*** Opening Data provided ***
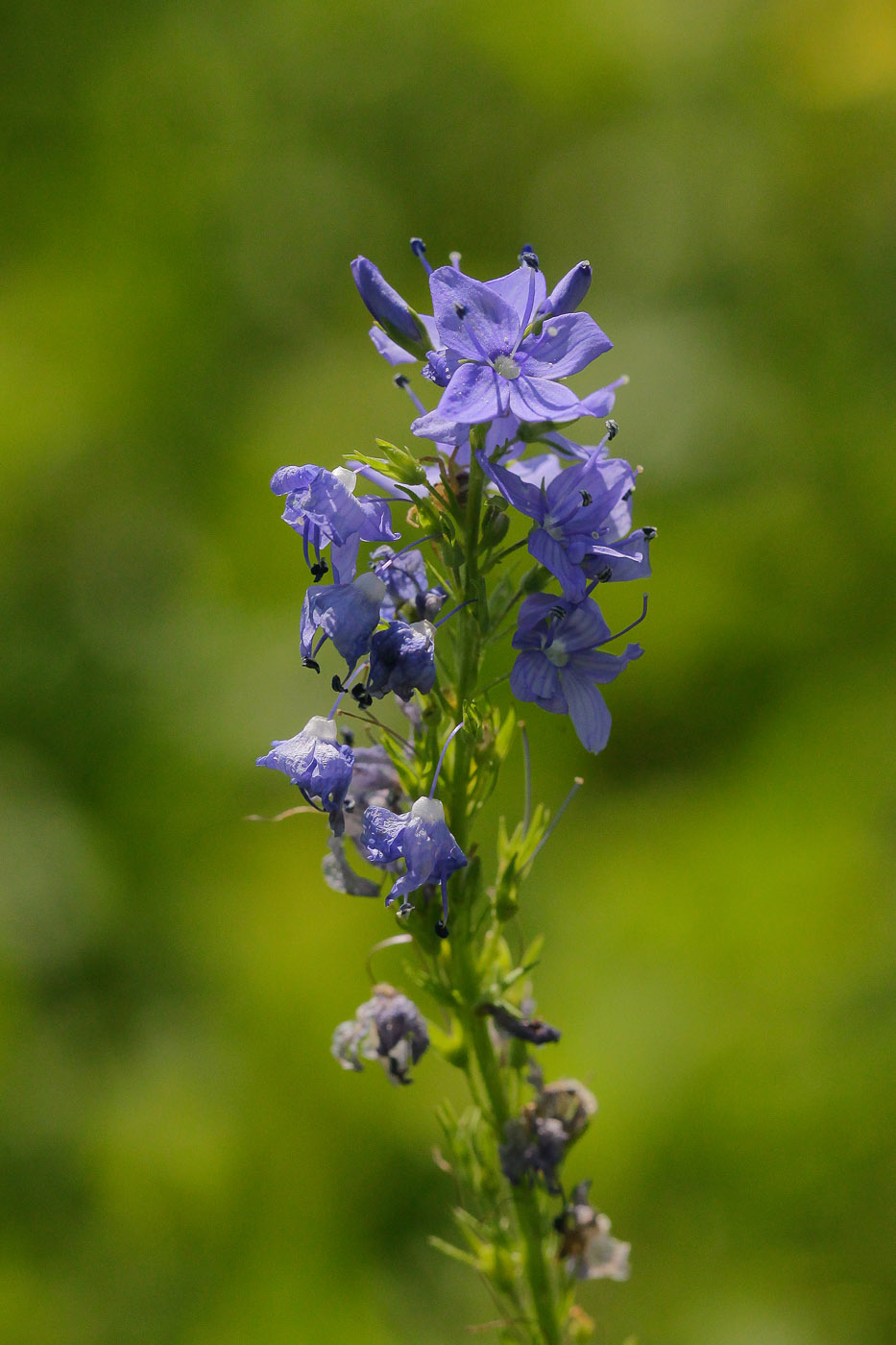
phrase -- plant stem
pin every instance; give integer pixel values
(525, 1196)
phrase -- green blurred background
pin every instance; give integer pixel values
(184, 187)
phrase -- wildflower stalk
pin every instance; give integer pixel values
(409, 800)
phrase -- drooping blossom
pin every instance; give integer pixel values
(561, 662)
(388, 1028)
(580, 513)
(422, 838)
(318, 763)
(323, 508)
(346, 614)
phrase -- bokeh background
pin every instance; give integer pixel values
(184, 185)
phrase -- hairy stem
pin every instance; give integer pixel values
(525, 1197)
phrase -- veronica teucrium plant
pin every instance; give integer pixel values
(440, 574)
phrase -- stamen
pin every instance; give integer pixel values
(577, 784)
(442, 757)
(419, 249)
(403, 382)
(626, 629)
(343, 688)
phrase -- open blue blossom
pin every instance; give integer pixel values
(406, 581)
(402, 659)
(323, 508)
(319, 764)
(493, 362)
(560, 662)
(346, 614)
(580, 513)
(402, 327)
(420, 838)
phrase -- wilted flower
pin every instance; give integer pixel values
*** Closing Data provided ***
## Exercise
Line by line, retype the records above exactly, minus the images.

## Solution for this problem
phrase -- plant stem
pin every instance; give integer pixel values
(525, 1196)
phrase -- green blurred background
pin every instance; give integer pixel values
(184, 187)
phrase -- wildflower stalk
pin every instance; give integer pixel values
(409, 800)
phrase -- drooping blossom
pin every instance; give integer pixel values
(561, 662)
(388, 1028)
(580, 513)
(422, 838)
(318, 763)
(323, 508)
(346, 614)
phrase -- bokeh background
pin every instance; give integer pixel values
(184, 185)
phrase -- hairy stem
pin every instance; give integer pixel values
(525, 1197)
phrase -- veronica teucrium plant
pin every instance; give integer pixel values
(440, 574)
phrase -- stamen
pin every instance; give integer pixel values
(577, 784)
(442, 757)
(419, 249)
(403, 382)
(626, 629)
(343, 688)
phrase -- open blue blossom
pin every instance; give integer pixel values
(406, 581)
(402, 659)
(323, 508)
(319, 764)
(493, 362)
(560, 662)
(346, 614)
(580, 513)
(402, 327)
(420, 838)
phrase -- wilted flower
pin every instance; give integer pixel values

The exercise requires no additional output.